EXTRACTED TEXT:
I was taking some college classes online, trying to just figure something out, seeing if I could find something other than playing professionally. When tournaments first came back, but I just wasn’t really having any fun. There weren’t really many spectators, and I just wasn’t really enjoying it, so I thought maybe I’m just not going to play pro anymore.
Then the following year, I decided I’m going to go and play some of the APP tournaments. I played in the Punta Gorda tournament in 2021 and just had so much more fun. The rest of that year, I ended up playing mostly APP tournaments, working my way up the standings list. I was a year behind most of the players, but was just enjoying the opportunity to play pickleball again, and not taking it too seriously.
APP: Switching gears a little bit, what does pickleball mean to you?
Yates: Pickleball really represents an opportunity for me. Going into college, I really didn’t know what I was going to do with my life. I was taking classes, working towards a degree for a job that I probably wasn’t going to like. Pickleball was more of an escape for me, something fun as a hobby to do on the side. Now, it’s just given me so many opportunities to travel and meet so many people. I’ve taken it so seriously for so long, and now I’m just enjoying all the things that pickleball is able to give to people and embracing that.
APP: If you could describe the APP in one word, what would that be?
Yates: Welcoming.
The vibe here is that traditional pickleball vibe where you want to go to a tournament and see all your friends and compete and have a good time. The professional aspect is growing, but the players on tour and just the atmosphere here, it’s just a lot of fun. There’s a lot of positive vibes. We’re competing for money, but at the same time we’re still here just to play a game we all enjoy. It doesn’t have that dog-eat-dog mentality that a lot of other sports have. I think that’s one of the things that draws people in so much – at the end of the day, we’re here to have fun.
APP: One last question to ask. You’re a professional athlete, you’ve been doing this a long time, longer than a lot of on the tour in fact. Thinking about your experiences, what advice would you have for younger athletes out there that want to go pro, not just pickleball, but any sport?
Yates: Yeah – I think I am the longest playing pro really on any tour. It’s crazy because I don’t feel old, but I’m playing against all these people that are younger than me. I’ve had, what I feel, is a long pickleball career because it’s changed so much. I’ve had a lot of things to be thankful for, but have definitely made a lot of mistakes. One of piece of advice is that if you want to be the best, you got to train like the best. No one’s going to give you anything. You’ve got to work for everything. You’ve got to earn everything. Another thing is to be grateful when you do have success. A lot of people take winning some tournaments for granted, and that opportunity doesn’t present itself to everybody.
So, if you work hard enough for something, and you earn it, enjoy it, but then you got to keep going and you can’t just rest on just a couple wins. It’s a process, you know? You’re going to have some years where you’re playing well and some years where you might feel like you’ve plateaued or other players might come up and start beating you, and that’s okay because then it gives you something to keep working towards. Keep working hard, enjoy the wins, but it’s never going to be enough – so understand that, and just keep going.

SUPPLIED RECORDS:
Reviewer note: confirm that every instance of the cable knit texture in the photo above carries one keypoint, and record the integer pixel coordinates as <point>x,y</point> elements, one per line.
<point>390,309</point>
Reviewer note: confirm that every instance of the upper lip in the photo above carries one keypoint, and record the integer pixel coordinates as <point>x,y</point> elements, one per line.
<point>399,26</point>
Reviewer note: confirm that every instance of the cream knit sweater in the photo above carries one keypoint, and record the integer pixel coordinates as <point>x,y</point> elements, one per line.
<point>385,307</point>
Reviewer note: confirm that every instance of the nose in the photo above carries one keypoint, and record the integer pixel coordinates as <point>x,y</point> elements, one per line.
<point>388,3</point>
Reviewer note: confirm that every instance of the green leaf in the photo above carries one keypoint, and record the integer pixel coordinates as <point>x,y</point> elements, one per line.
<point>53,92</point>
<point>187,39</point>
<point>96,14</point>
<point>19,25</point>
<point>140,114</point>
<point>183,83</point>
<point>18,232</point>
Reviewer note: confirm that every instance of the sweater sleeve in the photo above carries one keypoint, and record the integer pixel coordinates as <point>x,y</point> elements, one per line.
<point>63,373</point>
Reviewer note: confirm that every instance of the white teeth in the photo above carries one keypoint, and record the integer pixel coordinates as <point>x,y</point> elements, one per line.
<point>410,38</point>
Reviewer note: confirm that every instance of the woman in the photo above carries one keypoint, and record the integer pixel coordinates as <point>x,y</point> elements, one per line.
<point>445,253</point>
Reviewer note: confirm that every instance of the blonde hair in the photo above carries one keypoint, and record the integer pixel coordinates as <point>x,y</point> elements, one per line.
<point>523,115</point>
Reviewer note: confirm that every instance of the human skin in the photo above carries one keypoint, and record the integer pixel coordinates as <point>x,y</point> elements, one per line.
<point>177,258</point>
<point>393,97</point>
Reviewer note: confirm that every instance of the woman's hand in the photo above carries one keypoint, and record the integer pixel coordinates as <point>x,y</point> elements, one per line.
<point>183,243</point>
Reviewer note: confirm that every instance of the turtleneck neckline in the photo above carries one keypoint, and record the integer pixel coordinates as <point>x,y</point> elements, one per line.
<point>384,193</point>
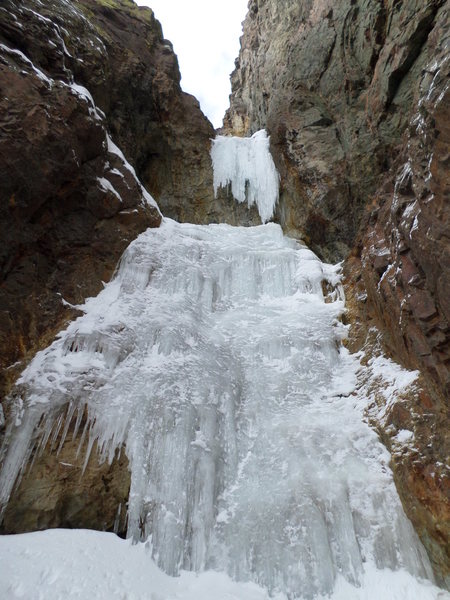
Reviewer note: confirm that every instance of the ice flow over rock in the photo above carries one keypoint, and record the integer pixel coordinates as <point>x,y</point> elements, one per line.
<point>246,164</point>
<point>214,359</point>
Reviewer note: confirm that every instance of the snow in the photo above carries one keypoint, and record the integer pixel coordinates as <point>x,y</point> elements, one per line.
<point>108,187</point>
<point>28,62</point>
<point>80,565</point>
<point>246,164</point>
<point>147,198</point>
<point>213,358</point>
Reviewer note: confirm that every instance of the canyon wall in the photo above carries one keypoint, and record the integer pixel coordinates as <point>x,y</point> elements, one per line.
<point>355,97</point>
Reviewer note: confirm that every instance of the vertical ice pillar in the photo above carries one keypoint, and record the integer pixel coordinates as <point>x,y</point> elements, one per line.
<point>246,164</point>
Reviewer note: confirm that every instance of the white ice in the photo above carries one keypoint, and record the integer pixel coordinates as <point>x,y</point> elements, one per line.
<point>246,164</point>
<point>215,359</point>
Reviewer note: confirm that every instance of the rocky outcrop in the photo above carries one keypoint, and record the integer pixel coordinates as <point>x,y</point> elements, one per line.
<point>83,85</point>
<point>355,97</point>
<point>77,78</point>
<point>69,204</point>
<point>334,84</point>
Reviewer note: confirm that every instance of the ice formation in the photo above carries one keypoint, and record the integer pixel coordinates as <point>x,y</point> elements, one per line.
<point>246,164</point>
<point>214,358</point>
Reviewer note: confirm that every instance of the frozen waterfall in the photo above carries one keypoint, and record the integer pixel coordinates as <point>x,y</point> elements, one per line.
<point>247,166</point>
<point>215,359</point>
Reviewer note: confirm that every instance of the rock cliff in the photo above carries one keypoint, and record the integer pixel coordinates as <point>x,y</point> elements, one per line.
<point>74,74</point>
<point>355,97</point>
<point>82,86</point>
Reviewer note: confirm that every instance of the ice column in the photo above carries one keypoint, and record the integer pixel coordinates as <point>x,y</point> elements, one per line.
<point>246,164</point>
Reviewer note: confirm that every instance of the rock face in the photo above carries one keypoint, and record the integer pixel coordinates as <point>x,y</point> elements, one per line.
<point>355,97</point>
<point>77,78</point>
<point>69,205</point>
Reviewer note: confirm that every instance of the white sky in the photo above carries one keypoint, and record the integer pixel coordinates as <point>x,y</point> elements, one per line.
<point>205,36</point>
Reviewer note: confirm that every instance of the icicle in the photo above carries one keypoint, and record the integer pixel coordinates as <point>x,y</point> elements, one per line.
<point>213,358</point>
<point>246,164</point>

PROMPT: Update the pickleball interview by swapping "hobby" for "pastime", and give back the passage starting at "Yates: Pickleball really" and ending at "Yates: Welcoming.". Work only from the pickleball interview.

ANSWER TO THE TASK:
Yates: Pickleball really represents an opportunity for me. Going into college, I really didn’t know what I was going to do with my life. I was taking classes, working towards a degree for a job that I probably wasn’t going to like. Pickleball was more of an escape for me, something fun as a pastime to do on the side. Now, it’s just given me so many opportunities to travel and meet so many people. I’ve taken it so seriously for so long, and now I’m just enjoying all the things that pickleball is able to give to people and embracing that.
APP: If you could describe the APP in one word, what would that be?
Yates: Welcoming.